Streaming Responses from LLM Using LangChain + FastAPI

Hope everyone has read my previous article about deploying Local or Fine-tuned LLMs in FastAPI and achieve streaming response in the same. However, I have received few requests on how to extend the same concept to closed source models of OpeanAI, Google etc. Hence this article will be an extension of the previous article. Please read that, at least the first part to know more about the basics of streaming in FastAPI.

In the previous article we have learnt about the following:

Introduction — What is the problem statement that we are solving by using Streaming ?, What are auto regressive models ?, What is streaming ?
Basics of FastAPI Streaming — Architecture and Implementation of a simple streaming application using fake data streamer
We also understood the Producer-Consumer model of sending the tokens into the queue, which is then consumed and streamed using FastAPI
We also extended the above discussed FastAPI Streaming concept to Locally deployed LLMs, just using Hugging Face generate, streamer functions
We have also listed the next steps, and how can the current concept be improved.

In this article we are going to focus on the similar steps using Langchain

Architecture to be used for Langchain

As in the previous article, we would still be using a queue, and a serving function. However we need to modify the generate function that would be populating the queue token by token.

Architecture of Langchain based token generator:

Handlers in Langchain

Langchain has various sets of handlers. The main handler is the BaseCallbackHandler. These handlers are similar to an abstract classes which must be inherited by our Custom Handler and some functions needs to be modified as per the requirement.
********
● **ABOUT THIS EXERCISE**:
List every question that the article on streaming LLM responses names as part of the introduction in its previous article.
********
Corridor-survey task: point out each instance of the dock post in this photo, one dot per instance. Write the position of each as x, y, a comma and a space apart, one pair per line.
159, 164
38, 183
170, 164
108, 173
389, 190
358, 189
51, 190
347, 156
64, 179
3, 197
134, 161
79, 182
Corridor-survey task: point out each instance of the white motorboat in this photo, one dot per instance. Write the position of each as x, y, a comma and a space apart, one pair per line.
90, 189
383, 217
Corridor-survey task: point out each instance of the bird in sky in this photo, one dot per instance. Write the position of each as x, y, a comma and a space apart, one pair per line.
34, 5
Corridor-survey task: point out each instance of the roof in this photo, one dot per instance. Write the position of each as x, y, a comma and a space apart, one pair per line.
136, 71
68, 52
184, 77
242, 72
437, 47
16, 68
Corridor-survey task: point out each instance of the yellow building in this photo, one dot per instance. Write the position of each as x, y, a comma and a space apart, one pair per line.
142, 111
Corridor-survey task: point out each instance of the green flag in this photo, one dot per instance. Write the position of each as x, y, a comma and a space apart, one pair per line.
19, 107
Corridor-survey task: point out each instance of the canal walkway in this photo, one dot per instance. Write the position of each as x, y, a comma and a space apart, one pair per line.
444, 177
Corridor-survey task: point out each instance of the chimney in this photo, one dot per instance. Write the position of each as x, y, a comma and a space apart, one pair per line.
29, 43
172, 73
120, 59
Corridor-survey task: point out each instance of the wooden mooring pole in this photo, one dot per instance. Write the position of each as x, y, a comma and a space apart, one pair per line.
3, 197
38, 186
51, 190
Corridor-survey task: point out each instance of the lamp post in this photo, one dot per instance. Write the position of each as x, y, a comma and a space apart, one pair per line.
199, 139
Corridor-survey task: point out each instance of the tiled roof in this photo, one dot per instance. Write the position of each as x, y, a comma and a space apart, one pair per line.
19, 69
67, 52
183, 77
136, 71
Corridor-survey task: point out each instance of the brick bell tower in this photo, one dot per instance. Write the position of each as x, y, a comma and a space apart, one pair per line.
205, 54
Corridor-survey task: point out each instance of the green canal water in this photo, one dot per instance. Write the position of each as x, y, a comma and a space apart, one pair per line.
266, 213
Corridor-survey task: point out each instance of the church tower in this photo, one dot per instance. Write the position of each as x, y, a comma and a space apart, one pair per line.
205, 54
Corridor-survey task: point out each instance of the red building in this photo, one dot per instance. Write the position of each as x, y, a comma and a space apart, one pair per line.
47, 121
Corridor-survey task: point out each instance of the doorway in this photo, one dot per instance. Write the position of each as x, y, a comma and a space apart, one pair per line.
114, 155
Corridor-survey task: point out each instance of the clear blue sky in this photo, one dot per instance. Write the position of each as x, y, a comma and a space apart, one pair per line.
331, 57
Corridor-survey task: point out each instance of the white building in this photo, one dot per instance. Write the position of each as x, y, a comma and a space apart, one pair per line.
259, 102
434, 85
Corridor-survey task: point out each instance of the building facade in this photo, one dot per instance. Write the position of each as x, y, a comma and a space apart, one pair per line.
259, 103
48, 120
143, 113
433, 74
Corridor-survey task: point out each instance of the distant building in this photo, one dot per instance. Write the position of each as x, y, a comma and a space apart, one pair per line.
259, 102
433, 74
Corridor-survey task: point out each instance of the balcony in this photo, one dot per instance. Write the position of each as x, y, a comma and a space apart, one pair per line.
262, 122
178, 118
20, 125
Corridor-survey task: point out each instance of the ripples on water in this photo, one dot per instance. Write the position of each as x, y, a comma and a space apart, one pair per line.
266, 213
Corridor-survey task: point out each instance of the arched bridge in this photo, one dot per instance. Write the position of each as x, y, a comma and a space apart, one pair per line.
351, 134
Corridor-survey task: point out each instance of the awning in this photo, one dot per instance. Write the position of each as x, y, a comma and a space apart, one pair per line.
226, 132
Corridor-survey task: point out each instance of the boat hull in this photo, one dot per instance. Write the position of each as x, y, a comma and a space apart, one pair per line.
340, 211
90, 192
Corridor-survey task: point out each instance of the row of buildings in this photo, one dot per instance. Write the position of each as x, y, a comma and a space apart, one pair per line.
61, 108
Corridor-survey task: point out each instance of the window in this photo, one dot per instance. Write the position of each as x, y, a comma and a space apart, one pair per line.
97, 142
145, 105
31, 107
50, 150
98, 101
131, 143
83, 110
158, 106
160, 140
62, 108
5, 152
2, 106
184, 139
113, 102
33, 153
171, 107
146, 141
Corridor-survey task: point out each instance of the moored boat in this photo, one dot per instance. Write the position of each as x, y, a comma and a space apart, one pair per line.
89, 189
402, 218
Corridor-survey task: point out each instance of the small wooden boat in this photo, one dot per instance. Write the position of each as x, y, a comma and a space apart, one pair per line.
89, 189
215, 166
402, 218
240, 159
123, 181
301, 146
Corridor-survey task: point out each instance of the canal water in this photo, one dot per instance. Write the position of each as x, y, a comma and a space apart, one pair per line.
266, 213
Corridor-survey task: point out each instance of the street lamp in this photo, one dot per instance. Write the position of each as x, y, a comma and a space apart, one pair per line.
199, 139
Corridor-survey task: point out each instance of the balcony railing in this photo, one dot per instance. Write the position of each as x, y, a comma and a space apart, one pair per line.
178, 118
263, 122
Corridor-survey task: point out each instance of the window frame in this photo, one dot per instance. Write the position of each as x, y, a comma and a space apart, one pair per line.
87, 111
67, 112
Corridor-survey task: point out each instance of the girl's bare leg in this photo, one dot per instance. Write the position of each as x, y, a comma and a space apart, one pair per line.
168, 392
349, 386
********
● **TASK SOLUTION**:
- What is the problem statement that we are solving by using Streaming?
- What are auto regressive models?
- What is streaming?